╭──
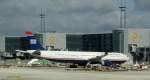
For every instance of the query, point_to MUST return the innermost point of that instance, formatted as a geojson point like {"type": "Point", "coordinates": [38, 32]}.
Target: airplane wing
{"type": "Point", "coordinates": [21, 51]}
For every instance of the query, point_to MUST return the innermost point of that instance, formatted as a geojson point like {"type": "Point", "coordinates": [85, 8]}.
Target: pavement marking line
{"type": "Point", "coordinates": [15, 77]}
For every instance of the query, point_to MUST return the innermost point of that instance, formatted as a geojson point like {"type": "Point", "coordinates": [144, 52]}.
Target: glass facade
{"type": "Point", "coordinates": [90, 42]}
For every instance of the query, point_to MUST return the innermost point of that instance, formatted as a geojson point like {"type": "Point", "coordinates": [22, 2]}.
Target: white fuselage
{"type": "Point", "coordinates": [70, 55]}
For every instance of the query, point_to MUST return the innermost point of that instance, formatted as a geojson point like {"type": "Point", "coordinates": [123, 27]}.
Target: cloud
╰──
ASSIGNED TASK =>
The lines to show are those in the data above that include "geojson".

THE ANSWER =>
For every instance of the query, point_to MUST return the innermost point of that instance, formatted as a geojson point like {"type": "Point", "coordinates": [38, 32]}.
For every instance of the query, point_to MUST return the innermost point of that instance, formatted as a geojson point like {"type": "Point", "coordinates": [85, 8]}.
For every instance of the query, point_to MUST return the innermost point of that instance, formatted as a geojson point like {"type": "Point", "coordinates": [144, 52]}.
For every instance of the query, point_to MUST return the innermost point of that instance, formatted as a geojson point like {"type": "Point", "coordinates": [22, 2]}.
For every instance of the query, point_to MUST return the innermost point of that instance, formatted as a geojson point like {"type": "Point", "coordinates": [123, 27]}.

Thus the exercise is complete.